■ **Labeled-object pointing entries**:
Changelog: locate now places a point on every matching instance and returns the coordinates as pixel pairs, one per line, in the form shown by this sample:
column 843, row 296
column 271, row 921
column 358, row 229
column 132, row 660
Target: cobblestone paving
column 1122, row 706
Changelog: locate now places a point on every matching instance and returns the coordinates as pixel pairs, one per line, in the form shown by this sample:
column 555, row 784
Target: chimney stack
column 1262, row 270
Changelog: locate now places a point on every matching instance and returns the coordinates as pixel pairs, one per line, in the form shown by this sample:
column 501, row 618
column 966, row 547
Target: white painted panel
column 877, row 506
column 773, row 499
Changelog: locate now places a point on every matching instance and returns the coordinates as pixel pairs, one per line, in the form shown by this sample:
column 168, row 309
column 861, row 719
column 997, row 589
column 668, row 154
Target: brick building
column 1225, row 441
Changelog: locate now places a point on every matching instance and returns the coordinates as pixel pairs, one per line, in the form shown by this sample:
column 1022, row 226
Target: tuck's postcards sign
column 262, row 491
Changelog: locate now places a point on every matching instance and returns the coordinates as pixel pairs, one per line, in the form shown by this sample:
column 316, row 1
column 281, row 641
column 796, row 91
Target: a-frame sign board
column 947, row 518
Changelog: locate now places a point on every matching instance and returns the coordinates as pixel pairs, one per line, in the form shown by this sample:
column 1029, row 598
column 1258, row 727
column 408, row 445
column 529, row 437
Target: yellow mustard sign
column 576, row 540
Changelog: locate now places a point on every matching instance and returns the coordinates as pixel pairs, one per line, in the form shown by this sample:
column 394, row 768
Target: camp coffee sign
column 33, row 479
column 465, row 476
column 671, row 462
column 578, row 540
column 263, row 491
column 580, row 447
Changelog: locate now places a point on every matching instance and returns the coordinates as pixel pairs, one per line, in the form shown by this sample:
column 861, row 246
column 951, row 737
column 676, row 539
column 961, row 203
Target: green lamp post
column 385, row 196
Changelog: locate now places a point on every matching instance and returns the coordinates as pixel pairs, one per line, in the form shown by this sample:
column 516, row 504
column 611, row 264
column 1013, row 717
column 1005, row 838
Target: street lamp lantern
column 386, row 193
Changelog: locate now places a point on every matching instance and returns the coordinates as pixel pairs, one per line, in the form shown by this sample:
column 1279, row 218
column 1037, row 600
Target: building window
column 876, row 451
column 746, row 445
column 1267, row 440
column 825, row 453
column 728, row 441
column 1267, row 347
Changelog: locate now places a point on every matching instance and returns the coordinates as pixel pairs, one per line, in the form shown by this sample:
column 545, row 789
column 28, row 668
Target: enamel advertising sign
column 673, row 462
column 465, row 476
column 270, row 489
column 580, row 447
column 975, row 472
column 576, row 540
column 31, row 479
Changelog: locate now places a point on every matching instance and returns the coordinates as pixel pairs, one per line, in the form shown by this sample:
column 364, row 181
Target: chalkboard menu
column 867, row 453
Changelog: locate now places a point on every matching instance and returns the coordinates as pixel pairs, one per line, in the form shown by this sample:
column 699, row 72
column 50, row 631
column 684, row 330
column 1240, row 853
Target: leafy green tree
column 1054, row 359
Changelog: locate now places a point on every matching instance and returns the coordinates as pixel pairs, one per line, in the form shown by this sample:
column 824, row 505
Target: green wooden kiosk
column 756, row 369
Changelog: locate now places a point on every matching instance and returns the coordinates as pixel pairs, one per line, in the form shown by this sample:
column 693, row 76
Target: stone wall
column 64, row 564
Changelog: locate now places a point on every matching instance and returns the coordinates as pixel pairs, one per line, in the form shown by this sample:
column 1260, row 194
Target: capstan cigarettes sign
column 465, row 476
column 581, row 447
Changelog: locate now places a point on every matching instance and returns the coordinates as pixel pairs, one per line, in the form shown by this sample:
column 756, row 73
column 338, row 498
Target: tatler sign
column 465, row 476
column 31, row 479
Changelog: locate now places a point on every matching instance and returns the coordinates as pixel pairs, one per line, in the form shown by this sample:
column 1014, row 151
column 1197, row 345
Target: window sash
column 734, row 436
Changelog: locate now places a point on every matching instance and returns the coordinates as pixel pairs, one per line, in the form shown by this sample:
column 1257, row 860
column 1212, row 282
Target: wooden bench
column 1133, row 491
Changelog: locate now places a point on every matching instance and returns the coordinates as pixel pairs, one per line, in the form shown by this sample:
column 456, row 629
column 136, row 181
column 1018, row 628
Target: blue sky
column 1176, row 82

■ **Given request**: Your task is to retype all the records above with nothing left out.

■ **Answer to the problem**:
Changelog: locate now places a point on every matching instance and returns the coordinates as pixel pairs, one per line, in the form shown by this sample:
column 843, row 296
column 271, row 921
column 358, row 229
column 132, row 660
Target: cobblestone paving
column 1122, row 706
Changelog: locate now places a point on every matching instance and returns the coordinates as pixel pairs, one per line, in the form shown by this sample:
column 555, row 784
Target: chimney stack
column 1262, row 270
Changelog: locate now places a point on every matching instance and returns the coordinates as pixel pairs, one per line, in the form shown by this sample:
column 501, row 618
column 966, row 547
Target: white painted panel
column 877, row 506
column 773, row 499
Changelog: locate now places a point on every matching instance and returns the coordinates as pixel pairs, one per line, in the form shown by this sample:
column 168, row 309
column 861, row 719
column 997, row 589
column 668, row 154
Target: brick building
column 1225, row 441
Changelog: locate now places a point on every matching instance and returns the coordinates as pixel pairs, one per line, in the form shown by this sample:
column 1022, row 226
Target: tuck's postcards sign
column 262, row 491
Changelog: locate now places a point on every matching instance and returns the coordinates as pixel pairs, one per line, in the form shown by this sample:
column 316, row 1
column 281, row 641
column 796, row 91
Target: a-frame sign board
column 947, row 518
Changelog: locate now places a point on every matching instance and returns the coordinates as pixel pairs, one per line, in the form shown by this sample:
column 1029, row 598
column 1258, row 727
column 408, row 445
column 529, row 437
Target: yellow mustard sign
column 576, row 540
Changelog: locate now places a point on every matching instance and returns the coordinates as pixel pairs, one per line, in the form shown by this sample:
column 394, row 768
Target: camp coffee sign
column 33, row 479
column 465, row 476
column 671, row 462
column 578, row 540
column 263, row 491
column 580, row 447
Changelog: locate now places a point on every matching instance and returns the coordinates as pixel pairs, one per line, in the form shown by this sample:
column 861, row 246
column 951, row 737
column 676, row 539
column 961, row 203
Target: green lamp post
column 385, row 196
Changelog: locate now places a point on every matching instance and returns the coordinates as pixel pairs, one per line, in the form shown by this sample:
column 516, row 504
column 611, row 264
column 1013, row 717
column 1005, row 838
Target: street lamp lantern
column 386, row 193
Changelog: locate now places a point on every matching instance and returns the coordinates as pixel pairs, one per line, in the form shown by this sample:
column 1279, row 218
column 1037, row 600
Target: building window
column 876, row 451
column 746, row 445
column 1267, row 440
column 825, row 453
column 728, row 441
column 1267, row 347
Changelog: locate now places a point on every matching instance and returns the coordinates as pixel pairs, one per line, in the form shown by this sample:
column 545, row 789
column 28, row 668
Target: enamel advertising sign
column 673, row 462
column 465, row 476
column 270, row 489
column 580, row 447
column 975, row 472
column 576, row 540
column 31, row 479
Changelog: locate now places a point on every matching instance and returns the coordinates as pixel pairs, one per line, in the form shown by this sample:
column 364, row 181
Target: chalkboard menu
column 867, row 453
Changelog: locate now places a point on every matching instance and returns the coordinates as pixel pairs, one per line, in the form shown by this sample:
column 699, row 72
column 50, row 631
column 684, row 330
column 1240, row 853
Target: leafy green tree
column 1054, row 359
Changelog: locate now places a point on every matching instance and returns the coordinates as pixel pairs, one per line, in the form shown by this sample:
column 824, row 505
Target: green wooden kiosk
column 756, row 369
Changelog: locate now places a point on every matching instance and returns the coordinates as pixel pairs, one per line, in the form shown by this sample:
column 693, row 76
Target: stone wall
column 64, row 564
Changelog: locate now places a point on every matching instance and returns the coordinates as pixel pairs, one per line, in the form shown by this sample:
column 1260, row 194
Target: capstan cigarettes sign
column 465, row 476
column 581, row 447
Changelog: locate now places a point on every matching instance and returns the coordinates as pixel pairs, one per line, in the form shown by this sample:
column 756, row 73
column 338, row 498
Target: tatler sign
column 465, row 476
column 31, row 479
Changelog: locate now places a point on every matching instance and returns the coordinates as pixel pairs, one per line, in the form shown by this sample:
column 1014, row 151
column 1197, row 345
Target: window sash
column 734, row 436
Changelog: locate now places a point on every matching instance and returns the coordinates as pixel pairs, one per line, in the form shown by this sample:
column 1257, row 860
column 1212, row 282
Target: wooden bench
column 1133, row 491
Changelog: locate now places a point on every matching instance and returns the coordinates as pixel pairs, one per line, in the form shown by this sample:
column 456, row 629
column 136, row 181
column 1018, row 628
Target: blue sky
column 1176, row 82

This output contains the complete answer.